- Document section
--- START ---

Additional controversies have also arisen regarding the contribution of EPDCs to other vascular components. To date, it seems clear that EPDCs mostly contribute to cardiac fibroblasts and vascular smooth muscle cells, but their contribution to vascular endothelial cells have also been challenged by additional Cre-based fate mapping experiments. In fact, epicardial-derived Cre based lineage tracing in mice failed to provide substantial contribution to the developing vascular endothelium in mice (Merki et al., 2005; Cai et al., 2008; Zhou et al., 2008). Red-Horse et al. (2010) described that coronary endothelial lining was mostly entirely derived from the sinus venosus endothelium as revealed by an Apelin-Cre mice (Red-Horse et al., 2010; Tian et al., 2013), a process that is VEGF-dependent (Chen et al., 2014). However, additional evidences reported that ventricular endocardial cells also can contribute to the coronary vasculature (Wu et al., 2012) as revealed by Nfatc1-Cre lineage tracing. Furthermore, by the usage of novel proepicardial lineage tracing markers such as Scleraxis-Cre, Semaphorin-3D-Cre, and Fabp4-CreER drivers (Katz et al., 2012; He et al., 2014) a contribution to the coronary vasculature was also reported. In fact, reconciling evidences reported by Chen et al. (2014) determined that sinus-venous (SV) derived coronary vasculature mostly contributed to the dorsal and lateral coronary vasculature (~70%) whereas the ventral aspects were mostly endocardial derived (~70–80%), with just a small (~20%) but uniform contribution from the epicardium. These data are in line with a recent report that similarly estimated a 20% contribution from the proepicardium (Cano et al., 2016). Interestingly, a significant proportion of SV-derived and endocardial-derived cells displayed overlapping patterns with PE-derived cells, suggesting a common lineage origin. These data support the notion that multiple precursor cell populations contribute to the formation of the cardiac vasculature in mice, in contrast to avian hearts, in which the epicardial-derived contribution is large and undisputed. Lineage relationships between these three distinct coronary vasculature components remain nonetheless to be fully elucidated in mice.

--- END ---

- Exercise goal
Echo the passage on the origins of the coronary vasculature word for word, from start to finish. The listing that follows comes from a different source.

Extracted records:
--- START ---

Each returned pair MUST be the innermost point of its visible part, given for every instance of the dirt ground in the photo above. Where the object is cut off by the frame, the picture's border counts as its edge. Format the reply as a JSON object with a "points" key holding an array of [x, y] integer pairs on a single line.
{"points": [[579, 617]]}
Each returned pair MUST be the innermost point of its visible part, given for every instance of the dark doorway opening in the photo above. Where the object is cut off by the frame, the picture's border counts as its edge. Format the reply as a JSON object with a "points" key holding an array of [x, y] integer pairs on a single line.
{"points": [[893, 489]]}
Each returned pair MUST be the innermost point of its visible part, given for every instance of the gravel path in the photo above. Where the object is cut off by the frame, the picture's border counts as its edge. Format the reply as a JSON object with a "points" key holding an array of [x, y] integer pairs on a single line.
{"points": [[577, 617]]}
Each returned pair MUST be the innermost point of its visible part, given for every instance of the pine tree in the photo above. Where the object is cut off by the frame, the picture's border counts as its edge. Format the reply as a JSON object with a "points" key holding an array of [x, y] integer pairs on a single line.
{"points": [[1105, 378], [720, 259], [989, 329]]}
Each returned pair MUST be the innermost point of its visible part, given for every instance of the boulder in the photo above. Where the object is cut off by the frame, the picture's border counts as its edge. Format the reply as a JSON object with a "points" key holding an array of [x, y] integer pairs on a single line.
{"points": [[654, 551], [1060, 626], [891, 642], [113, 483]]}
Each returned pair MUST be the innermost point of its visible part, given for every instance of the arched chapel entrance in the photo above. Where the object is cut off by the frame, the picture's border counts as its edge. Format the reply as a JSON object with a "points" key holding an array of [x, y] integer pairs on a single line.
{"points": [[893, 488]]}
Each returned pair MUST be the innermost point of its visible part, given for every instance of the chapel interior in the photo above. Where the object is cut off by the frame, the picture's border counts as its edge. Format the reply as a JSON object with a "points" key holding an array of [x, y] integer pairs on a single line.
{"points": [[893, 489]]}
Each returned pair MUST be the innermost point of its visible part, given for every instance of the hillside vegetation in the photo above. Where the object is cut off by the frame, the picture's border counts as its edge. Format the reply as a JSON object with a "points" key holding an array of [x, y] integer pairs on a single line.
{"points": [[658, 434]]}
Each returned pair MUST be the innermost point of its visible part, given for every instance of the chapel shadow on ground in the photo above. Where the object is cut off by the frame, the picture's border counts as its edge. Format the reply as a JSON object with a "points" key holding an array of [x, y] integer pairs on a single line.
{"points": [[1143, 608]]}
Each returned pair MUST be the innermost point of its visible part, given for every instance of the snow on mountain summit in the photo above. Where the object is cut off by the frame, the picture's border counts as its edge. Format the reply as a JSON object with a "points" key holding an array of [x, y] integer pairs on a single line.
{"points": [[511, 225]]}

--- END ---

- Response for this exercise
Additional controversies have also arisen regarding the contribution of EPDCs to other vascular components. To date, it seems clear that EPDCs mostly contribute to cardiac fibroblasts and vascular smooth muscle cells, but their contribution to vascular endothelial cells have also been challenged by additional Cre-based fate mapping experiments. In fact, epicardial-derived Cre based lineage tracing in mice failed to provide substantial contribution to the developing vascular endothelium in mice (Merki et al., 2005; Cai et al., 2008; Zhou et al., 2008). Red-Horse et al. (2010) described that coronary endothelial lining was mostly entirely derived from the sinus venosus endothelium as revealed by an Apelin-Cre mice (Red-Horse et al., 2010; Tian et al., 2013), a process that is VEGF-dependent (Chen et al., 2014). However, additional evidences reported that ventricular endocardial cells also can contribute to the coronary vasculature (Wu et al., 2012) as revealed by Nfatc1-Cre lineage tracing. Furthermore, by the usage of novel proepicardial lineage tracing markers such as Scleraxis-Cre, Semaphorin-3D-Cre, and Fabp4-CreER drivers (Katz et al., 2012; He et al., 2014) a contribution to the coronary vasculature was also reported. In fact, reconciling evidences reported by Chen et al. (2014) determined that sinus-venous (SV) derived coronary vasculature mostly contributed to the dorsal and lateral coronary vasculature (~70%) whereas the ventral aspects were mostly endocardial derived (~70–80%), with just a small (~20%) but uniform contribution from the epicardium. These data are in line with a recent report that similarly estimated a 20% contribution from the proepicardium (Cano et al., 2016). Interestingly, a significant proportion of SV-derived and endocardial-derived cells displayed overlapping patterns with PE-derived cells, suggesting a common lineage origin. These data support the notion that multiple precursor cell populations contribute to the formation of the cardiac vasculature in mice, in contrast to avian hearts, in which the epicardial-derived contribution is large and undisputed. Lineage relationships between these three distinct coronary vasculature components remain nonetheless to be fully elucidated in mice.